_Source document:_
/---

Citation(2020) 32 SAcLJ 332
Date01 December 2020
Published date01 December 2020

1 Determining the quantum of damages in defamation actions is not an exact science. It requires a consideration of a gamut of factors such as the gravity of the defamatory allegations, the standing of the plaintiff and defendant (as the maker of the statement), the extent of publication and the defendant's conduct in the publication of the defamatory statements. These factors have to be applied against benchmarks found in case precedents taking into account the specific aims of the award namely to vindicate plaintiff's reputation, as consolation for injury to an individual's feelings or to repair the harm to reputation. The assessment of damages must be therefore based on the consistent and principled application of the relevant factors and benchmarks in achieving its aims.

\---

_What you need to do:_
1 – Answer these questions from the passage on defamation damages:
(a) What citation does the header give?
(b) What published date does it list?
(c) What three aims of a damages award does the passage name?
2 – Update the passage on defamation damages, starting at "1 Determining the" and ending at "achieving its aims.", with "reference points" in place of "benchmarks".
The lines on this page aren't needed for any of the work here.

_Supplied information:_

/---

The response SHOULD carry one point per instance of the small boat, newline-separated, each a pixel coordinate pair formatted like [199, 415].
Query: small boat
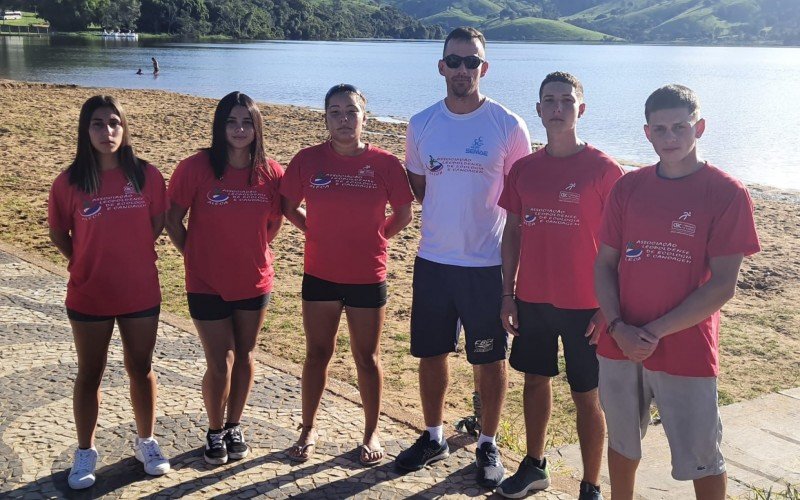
[119, 35]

\---

_Per-task answers:_
1 –
(a) (2020) 32 SAcLJ 332
(b) 01 December 2020
(c) To vindicate the plaintiff's reputation, to console for injury to an individual's feelings, and to repair the harm to reputation.

2 –
1 Determining the quantum of damages in defamation actions is not an exact science. It requires a consideration of a gamut of factors such as the gravity of the defamatory allegations, the standing of the plaintiff and defendant (as the maker of the statement), the extent of publication and the defendant's conduct in the publication of the defamatory statements. These factors have to be applied against reference points found in case precedents taking into account the specific aims of the award namely to vindicate plaintiff's reputation, as consolation for injury to an individual's feelings or to repair the harm to reputation. The assessment of damages must be therefore based on the consistent and principled application of the relevant factors and reference points in achieving its aims.